● **Fragmento del documento**
━━━━
Nerea, 21 años, y nombre ficticio, nos envía su experiencia. Recordar y escribir le ha costado lágrimas, pero ha querido dar este paso. Y advertir de las heridas abiertas que deja el consumo de pornografía, en este caso de un hombre, en una mujer. Por supuesto, esas heridas también, con sufrimiento, se cierran.

Si bien el sexo, como acto, está limitado a la esfera privada de la vida humana, la conversación en torno a él no debería estarlo. Precisamente porque la integridad individual es un derecho fundamental y el sexo puede a veces constituir una violación de ella, la educación sexual es un deber que deberíamos poner sobre la mesa; como tal, hay que hablarlo, hay que enseñarlo y hay que legislarlo. Pero no podemos hacerlo si, escudándonos en el tabú que hemos construido en torno al sexo, defendemos el derecho de cada uno a descubrirlo por sí mismo, ignorando las terribles consecuencias psicológicas que ello puede acarrear.

 

Yo nunca recibí educación sexual, por lo que no aprendí cómo eran las relaciones sexuales hasta que no empecé a tener una vida sexual activa: cuando quise empezar a masturbarme, tuve que consultar internet para conocer mi propia anatomía. Mi primer novio tampoco había recibido ninguna educación sexual, pero hay una diferencia radical entre su experiencia y la mía: yo empecé a masturbarme con 17 años, en un ambiente sano y educativo en el que se hablaba de feminismo y se cuestionaban los roles presentes en todos los sectores de la experiencia adolescente (también, y especialmente, en el sexo); él comenzó a masturbarse con 12 años, encontrando en la pornografía una escuela ausente en cualquier otro espacio de su vida y que constituyó, aunque él no se diera cuenta de ello, su única educación sexual.

 

El porno le enseñó muchas cosas sobre el sexo que él luego me enseñó a mí al acostarnos. Cuatro años después sigo arrastrando algunos de aquellos aprendizajes, ahora interiorizados como traumas, que me han hecho vivir mi sexualidad durante mucho tiempo como una herida abierta. Distinguiría en ellos dos categorías distintas: por una parte, los roles patriarcales del hombre y la mujer definidos en el sexo; por otra, el canon estético y social de lo femenino.
━━━━
● **Consigna A**
Reescala las entradas desde su inicio hasta la línea que contiene "POLYGON ((259 119, 256", ambas incluidas, y vuelve a escribir todas esas líneas, indicaciones incluidas. Multiplica por 0,75 solo las coordenadas de los contornos de las respuestas y redondéalas al entero más cercano, con las mitades hacia arriba.

● **Listado de datos**
━━━━
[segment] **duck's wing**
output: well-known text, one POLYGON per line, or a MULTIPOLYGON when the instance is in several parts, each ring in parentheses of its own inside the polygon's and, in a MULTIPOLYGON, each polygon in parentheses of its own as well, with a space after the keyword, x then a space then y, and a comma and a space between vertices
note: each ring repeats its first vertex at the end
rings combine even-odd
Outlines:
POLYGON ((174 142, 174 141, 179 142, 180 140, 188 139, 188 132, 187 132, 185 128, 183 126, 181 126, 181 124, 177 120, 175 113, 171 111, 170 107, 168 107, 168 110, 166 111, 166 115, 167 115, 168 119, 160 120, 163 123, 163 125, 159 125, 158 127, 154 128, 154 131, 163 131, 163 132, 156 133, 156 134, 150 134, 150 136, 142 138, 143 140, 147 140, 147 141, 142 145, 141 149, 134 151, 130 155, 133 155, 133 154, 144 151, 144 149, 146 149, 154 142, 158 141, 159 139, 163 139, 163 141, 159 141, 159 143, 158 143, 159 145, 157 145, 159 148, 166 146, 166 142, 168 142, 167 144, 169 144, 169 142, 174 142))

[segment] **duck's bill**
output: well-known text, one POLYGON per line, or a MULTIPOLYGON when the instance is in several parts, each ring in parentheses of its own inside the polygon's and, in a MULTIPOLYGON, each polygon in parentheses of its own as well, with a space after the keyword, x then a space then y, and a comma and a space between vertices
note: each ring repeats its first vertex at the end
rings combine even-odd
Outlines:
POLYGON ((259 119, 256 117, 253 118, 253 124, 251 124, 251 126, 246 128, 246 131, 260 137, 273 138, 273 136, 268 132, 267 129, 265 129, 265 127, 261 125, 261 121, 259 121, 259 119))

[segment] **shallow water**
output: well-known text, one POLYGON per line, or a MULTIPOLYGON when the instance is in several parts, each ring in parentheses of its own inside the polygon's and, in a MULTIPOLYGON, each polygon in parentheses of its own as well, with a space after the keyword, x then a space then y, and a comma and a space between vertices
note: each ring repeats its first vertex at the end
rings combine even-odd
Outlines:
━━━━
● **Consigna B**
Según el fragmento del documento, ¿a qué edad comenzó a masturbarse el primer novio?

● **Respuesta completa A**
[segment] **duck's wing**
output: well-known text, one POLYGON per line, or a MULTIPOLYGON when the instance is in several parts, each ring in parentheses of its own inside the polygon's and, in a MULTIPOLYGON, each polygon in parentheses of its own as well, with a space after the keyword, x then a space then y, and a comma and a space between vertices
note: each ring repeats its first vertex at the end
rings combine even-odd
Outlines:
POLYGON ((131 107, 131 106, 134 107, 135 105, 141 104, 141 99, 140 99, 139 96, 137 95, 136 95, 136 93, 133 90, 131 85, 128 83, 128 80, 126 80, 126 83, 125 83, 125 86, 125 86, 126 89, 120 90, 122 92, 122 94, 119 94, 119 95, 116 96, 116 98, 122 98, 122 99, 117 100, 117 101, 113 101, 113 102, 107 104, 107 105, 110 105, 110 106, 107 109, 106 112, 101 113, 98 116, 100 116, 100 116, 108 113, 108 112, 110 112, 116 107, 119 106, 119 104, 122 104, 122 106, 119 106, 119 107, 119 107, 119 109, 118 109, 119 111, 125 110, 125 107, 126 107, 125 108, 127 108, 127 107, 131 107))

[segment] **duck's bill**
output: well-known text, one POLYGON per line, or a MULTIPOLYGON when the instance is in several parts, each ring in parentheses of its own inside the polygon's and, in a MULTIPOLYGON, each polygon in parentheses of its own as well, with a space after the keyword, x then a space then y, and a comma and a space between vertices
note: each ring repeats its first vertex at the end
rings combine even-odd
Outlines:
POLYGON ((194 89, 192 88, 190 89, 190 93, 188 93, 188 95, 185 96, 185 98, 195 103, 205 104, 205 102, 201 99, 200 97, 199 97, 199 95, 196 94, 196 91, 194 91, 194 89))

● **Respuesta completa B**
A los 12 años.